#### [MATERIAL FOR THE TASK]
==========

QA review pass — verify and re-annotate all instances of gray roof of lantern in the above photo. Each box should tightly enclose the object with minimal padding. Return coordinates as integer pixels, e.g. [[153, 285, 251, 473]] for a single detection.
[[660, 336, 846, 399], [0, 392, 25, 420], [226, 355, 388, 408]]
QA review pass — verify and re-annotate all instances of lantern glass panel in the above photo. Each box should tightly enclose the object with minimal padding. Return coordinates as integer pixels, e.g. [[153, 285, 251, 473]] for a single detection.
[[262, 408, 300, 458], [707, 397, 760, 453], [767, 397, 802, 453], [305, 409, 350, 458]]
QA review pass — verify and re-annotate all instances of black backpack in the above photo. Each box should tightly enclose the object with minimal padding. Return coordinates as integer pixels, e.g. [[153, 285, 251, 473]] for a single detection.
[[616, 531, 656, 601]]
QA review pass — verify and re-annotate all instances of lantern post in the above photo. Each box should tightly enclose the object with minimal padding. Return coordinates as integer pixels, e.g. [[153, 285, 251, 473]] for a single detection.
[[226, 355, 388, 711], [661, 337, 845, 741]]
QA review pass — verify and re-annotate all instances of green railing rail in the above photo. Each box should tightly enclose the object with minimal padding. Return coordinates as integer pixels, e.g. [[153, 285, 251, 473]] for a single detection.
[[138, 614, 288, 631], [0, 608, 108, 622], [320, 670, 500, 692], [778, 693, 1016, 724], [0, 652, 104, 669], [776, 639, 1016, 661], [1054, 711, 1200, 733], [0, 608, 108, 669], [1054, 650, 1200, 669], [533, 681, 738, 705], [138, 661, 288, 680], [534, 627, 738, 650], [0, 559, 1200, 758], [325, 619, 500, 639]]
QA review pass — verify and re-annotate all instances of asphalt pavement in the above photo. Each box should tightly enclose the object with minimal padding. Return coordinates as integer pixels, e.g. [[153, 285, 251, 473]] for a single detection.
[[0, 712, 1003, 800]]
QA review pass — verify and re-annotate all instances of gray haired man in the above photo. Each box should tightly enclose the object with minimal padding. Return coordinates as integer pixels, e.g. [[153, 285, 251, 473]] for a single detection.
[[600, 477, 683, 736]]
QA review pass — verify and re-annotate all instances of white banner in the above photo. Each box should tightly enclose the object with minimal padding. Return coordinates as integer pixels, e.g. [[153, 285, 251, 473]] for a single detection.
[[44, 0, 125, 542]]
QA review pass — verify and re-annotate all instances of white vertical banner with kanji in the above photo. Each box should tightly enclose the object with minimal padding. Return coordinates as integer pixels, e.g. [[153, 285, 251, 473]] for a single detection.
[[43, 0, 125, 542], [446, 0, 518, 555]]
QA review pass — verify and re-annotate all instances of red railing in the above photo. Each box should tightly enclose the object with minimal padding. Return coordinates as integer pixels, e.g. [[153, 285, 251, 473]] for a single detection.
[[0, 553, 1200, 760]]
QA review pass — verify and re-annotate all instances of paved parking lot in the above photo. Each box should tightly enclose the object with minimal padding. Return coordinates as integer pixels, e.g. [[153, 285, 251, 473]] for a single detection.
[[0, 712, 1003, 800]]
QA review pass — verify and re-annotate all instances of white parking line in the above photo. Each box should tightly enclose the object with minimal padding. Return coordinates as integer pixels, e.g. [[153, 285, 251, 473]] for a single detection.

==========

Render all of the data above as a Markdown table with the columns Row and Line, giving each line its row number and omitting blank lines.

| Row | Line |
|---|---|
| 1 | QA review pass — verify and re-annotate all instances of gray roof of lantern in the above photo. Each box should tightly enclose the object with minimal padding. Return coordinates as integer pixels, e.g. [[153, 285, 251, 473]] for a single detection. |
| 2 | [[660, 336, 846, 399], [0, 392, 25, 420], [226, 355, 388, 408]] |
| 3 | QA review pass — verify and re-annotate all instances of lantern glass panel in the above photo. Each box should tightly enclose the object with minimal padding. Return coordinates as integer pixels, e.g. [[153, 285, 251, 473]] for a single detection. |
| 4 | [[262, 408, 300, 458], [707, 397, 760, 453], [767, 397, 802, 453], [305, 409, 350, 458]] |
| 5 | QA review pass — verify and re-annotate all instances of black backpack in the above photo. Each box should tightly enclose the object with minimal padding. Return coordinates as integer pixels, e.g. [[153, 285, 251, 473]] for a single detection. |
| 6 | [[616, 531, 656, 601]] |
| 7 | QA review pass — verify and re-annotate all instances of lantern post in the above photo. Each box should tightly enclose the object with minimal padding. Return coordinates as integer pixels, e.g. [[153, 285, 251, 473]] for a single detection. |
| 8 | [[226, 355, 388, 711], [661, 337, 845, 741]] |
| 9 | QA review pass — verify and re-annotate all instances of green railing rail in the above photo. Each box should tightly enclose the object with minimal padding. Return coordinates as integer pixels, e.g. [[153, 285, 251, 473]] for a single detection. |
| 10 | [[138, 614, 288, 631], [0, 608, 108, 622], [320, 670, 500, 692], [778, 693, 1016, 724], [0, 652, 104, 669], [776, 639, 1016, 661], [1054, 711, 1200, 733], [0, 608, 108, 669], [1054, 650, 1200, 669], [533, 681, 738, 705], [138, 661, 288, 680], [534, 627, 738, 650], [0, 559, 1200, 758], [325, 619, 500, 639]] |
| 11 | QA review pass — verify and re-annotate all instances of asphalt pavement in the above photo. Each box should tightly enclose the object with minimal padding. Return coordinates as integer pixels, e.g. [[153, 285, 251, 473]] for a single detection. |
| 12 | [[0, 712, 1003, 800]] |
| 13 | QA review pass — verify and re-annotate all instances of gray haired man in the above photo. Each box should tightly enclose the object with minimal padding. Return coordinates as integer pixels, e.g. [[153, 285, 251, 473]] for a single detection. |
| 14 | [[600, 477, 683, 736]] |
| 15 | QA review pass — verify and re-annotate all instances of white banner in the above photo. Each box should tightly enclose the object with minimal padding. Return coordinates as integer pixels, e.g. [[153, 285, 251, 473]] for a single detection. |
| 16 | [[44, 0, 125, 542]] |
| 17 | QA review pass — verify and re-annotate all instances of white vertical banner with kanji in the above photo. Each box should tightly enclose the object with minimal padding. Return coordinates as integer pixels, e.g. [[153, 285, 251, 473]] for a single detection. |
| 18 | [[43, 0, 125, 542], [446, 0, 518, 555]] |
| 19 | QA review pass — verify and re-annotate all instances of red railing in the above photo. Each box should tightly enclose the object with minimal padding. Return coordinates as integer pixels, e.g. [[153, 285, 251, 473]] for a single detection. |
| 20 | [[0, 553, 1200, 760]] |
| 21 | QA review pass — verify and re-annotate all instances of paved parking lot in the above photo. Each box should tightly enclose the object with minimal padding. Return coordinates as integer pixels, e.g. [[153, 285, 251, 473]] for a single detection. |
| 22 | [[0, 712, 1003, 800]] |
| 23 | QA review pass — verify and re-annotate all instances of white parking line in the above photo. Each box should tightly enclose the object with minimal padding. Return coordinates as integer pixels, e.g. [[153, 285, 251, 473]] for a single detection. |